-- start --

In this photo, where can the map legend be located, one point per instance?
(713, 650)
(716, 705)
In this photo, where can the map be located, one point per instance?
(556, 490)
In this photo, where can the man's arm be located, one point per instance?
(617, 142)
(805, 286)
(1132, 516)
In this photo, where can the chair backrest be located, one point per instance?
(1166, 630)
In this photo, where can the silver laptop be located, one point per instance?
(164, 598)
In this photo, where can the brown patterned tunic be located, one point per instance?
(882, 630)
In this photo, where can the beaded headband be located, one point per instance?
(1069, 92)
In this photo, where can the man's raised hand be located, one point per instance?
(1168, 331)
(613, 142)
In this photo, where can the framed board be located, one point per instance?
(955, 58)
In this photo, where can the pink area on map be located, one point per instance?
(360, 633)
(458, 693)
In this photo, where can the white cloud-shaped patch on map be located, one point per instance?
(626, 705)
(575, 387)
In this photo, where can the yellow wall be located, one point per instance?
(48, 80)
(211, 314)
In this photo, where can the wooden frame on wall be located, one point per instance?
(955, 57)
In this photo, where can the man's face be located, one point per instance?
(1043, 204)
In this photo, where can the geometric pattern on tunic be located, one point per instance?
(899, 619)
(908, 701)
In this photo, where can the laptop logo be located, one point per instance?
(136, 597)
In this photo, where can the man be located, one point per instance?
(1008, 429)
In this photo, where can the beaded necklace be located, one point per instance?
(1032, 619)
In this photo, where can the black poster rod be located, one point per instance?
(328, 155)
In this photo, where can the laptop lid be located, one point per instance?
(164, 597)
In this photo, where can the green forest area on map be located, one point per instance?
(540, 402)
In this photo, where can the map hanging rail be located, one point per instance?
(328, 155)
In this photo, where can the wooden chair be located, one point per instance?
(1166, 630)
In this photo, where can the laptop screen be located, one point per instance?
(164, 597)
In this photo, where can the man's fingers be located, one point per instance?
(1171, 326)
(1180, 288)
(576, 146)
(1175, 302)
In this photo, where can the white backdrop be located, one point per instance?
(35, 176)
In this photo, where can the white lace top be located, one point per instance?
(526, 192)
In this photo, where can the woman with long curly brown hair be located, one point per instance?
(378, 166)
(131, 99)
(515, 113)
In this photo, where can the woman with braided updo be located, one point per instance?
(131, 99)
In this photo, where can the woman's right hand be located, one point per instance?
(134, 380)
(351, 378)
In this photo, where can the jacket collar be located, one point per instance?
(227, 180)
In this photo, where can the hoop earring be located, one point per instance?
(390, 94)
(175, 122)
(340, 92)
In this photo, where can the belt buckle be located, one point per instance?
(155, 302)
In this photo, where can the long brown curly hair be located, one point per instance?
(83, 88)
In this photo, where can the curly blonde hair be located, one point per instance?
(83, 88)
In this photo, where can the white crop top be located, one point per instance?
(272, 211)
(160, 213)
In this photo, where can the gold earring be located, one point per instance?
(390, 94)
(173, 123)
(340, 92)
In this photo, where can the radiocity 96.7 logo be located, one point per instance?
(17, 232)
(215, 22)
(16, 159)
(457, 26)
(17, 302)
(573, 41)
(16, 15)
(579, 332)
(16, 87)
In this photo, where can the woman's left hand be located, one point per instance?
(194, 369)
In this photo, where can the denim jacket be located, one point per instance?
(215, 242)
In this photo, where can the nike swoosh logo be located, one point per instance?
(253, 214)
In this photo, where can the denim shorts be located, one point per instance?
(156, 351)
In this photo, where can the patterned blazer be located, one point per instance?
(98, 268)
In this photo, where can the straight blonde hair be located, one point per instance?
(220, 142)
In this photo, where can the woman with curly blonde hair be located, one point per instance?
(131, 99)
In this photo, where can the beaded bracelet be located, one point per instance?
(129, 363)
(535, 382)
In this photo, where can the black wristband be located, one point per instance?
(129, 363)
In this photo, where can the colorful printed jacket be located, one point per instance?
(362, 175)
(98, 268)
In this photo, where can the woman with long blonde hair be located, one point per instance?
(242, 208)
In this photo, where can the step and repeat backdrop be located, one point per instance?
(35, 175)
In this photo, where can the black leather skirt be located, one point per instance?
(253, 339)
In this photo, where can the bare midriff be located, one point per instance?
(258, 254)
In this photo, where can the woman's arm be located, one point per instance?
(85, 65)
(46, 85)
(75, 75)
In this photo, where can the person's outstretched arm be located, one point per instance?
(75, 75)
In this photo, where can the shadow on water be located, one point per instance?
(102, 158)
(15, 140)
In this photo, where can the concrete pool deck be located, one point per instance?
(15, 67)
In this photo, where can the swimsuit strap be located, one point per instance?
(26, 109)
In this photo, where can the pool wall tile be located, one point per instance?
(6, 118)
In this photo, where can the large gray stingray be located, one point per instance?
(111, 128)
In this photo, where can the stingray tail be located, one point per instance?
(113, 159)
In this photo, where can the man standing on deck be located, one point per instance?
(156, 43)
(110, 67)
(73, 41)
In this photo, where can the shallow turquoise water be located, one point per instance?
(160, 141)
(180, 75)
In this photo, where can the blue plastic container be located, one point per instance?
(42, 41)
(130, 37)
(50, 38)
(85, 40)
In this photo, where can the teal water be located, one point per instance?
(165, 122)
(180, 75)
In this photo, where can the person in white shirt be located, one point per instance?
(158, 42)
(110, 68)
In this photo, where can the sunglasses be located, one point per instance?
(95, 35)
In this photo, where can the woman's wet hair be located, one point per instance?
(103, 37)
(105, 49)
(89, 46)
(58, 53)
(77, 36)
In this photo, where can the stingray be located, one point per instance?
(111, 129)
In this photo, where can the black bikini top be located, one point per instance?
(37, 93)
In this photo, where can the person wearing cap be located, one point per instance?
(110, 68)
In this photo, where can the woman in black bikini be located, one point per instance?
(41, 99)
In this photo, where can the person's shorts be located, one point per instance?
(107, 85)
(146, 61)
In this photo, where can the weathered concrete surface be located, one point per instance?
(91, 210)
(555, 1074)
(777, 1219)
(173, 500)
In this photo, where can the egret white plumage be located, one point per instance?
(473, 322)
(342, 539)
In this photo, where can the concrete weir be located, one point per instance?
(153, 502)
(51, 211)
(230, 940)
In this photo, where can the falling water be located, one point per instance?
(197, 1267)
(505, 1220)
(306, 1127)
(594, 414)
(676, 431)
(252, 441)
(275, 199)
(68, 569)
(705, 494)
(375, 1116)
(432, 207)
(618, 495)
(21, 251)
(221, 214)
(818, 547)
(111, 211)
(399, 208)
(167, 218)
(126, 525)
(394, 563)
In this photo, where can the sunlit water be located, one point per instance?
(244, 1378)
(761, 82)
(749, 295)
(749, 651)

-- end --

» **The task**: Go back to the data above and please quote exactly, and only, the lines from the line with "In this photo, where can the woman's wet" through its last line.

» **Answer to the task**:
In this photo, where can the woman's wet hair be located, one point per instance?
(103, 37)
(105, 49)
(89, 46)
(58, 53)
(77, 36)
In this photo, where can the stingray be located, one point per instance?
(111, 129)
In this photo, where can the black bikini top be located, one point per instance?
(37, 93)
In this photo, where can the person wearing cap be located, one point per instance?
(110, 68)
In this photo, where can the woman in black bikini be located, one point per instance?
(41, 99)
In this photo, where can the person's shorts be located, one point per instance?
(107, 85)
(146, 61)
In this photo, where can the weathered concrete surface be located, one point per instance?
(91, 210)
(555, 1074)
(777, 1219)
(173, 500)
In this photo, where can the egret white plumage be located, one point per instance?
(473, 322)
(342, 539)
In this photo, where can the concrete weir be located, one point per instance?
(153, 502)
(51, 211)
(230, 940)
In this photo, where can the falling water be located, one point per instance?
(197, 1267)
(505, 1220)
(306, 1127)
(594, 414)
(676, 431)
(252, 441)
(275, 199)
(68, 569)
(705, 494)
(375, 1116)
(432, 207)
(618, 495)
(21, 251)
(221, 214)
(818, 547)
(111, 211)
(399, 208)
(167, 218)
(126, 525)
(394, 563)
In this photo, where can the sunlit water be located, one point per instance?
(244, 1378)
(761, 82)
(749, 295)
(749, 651)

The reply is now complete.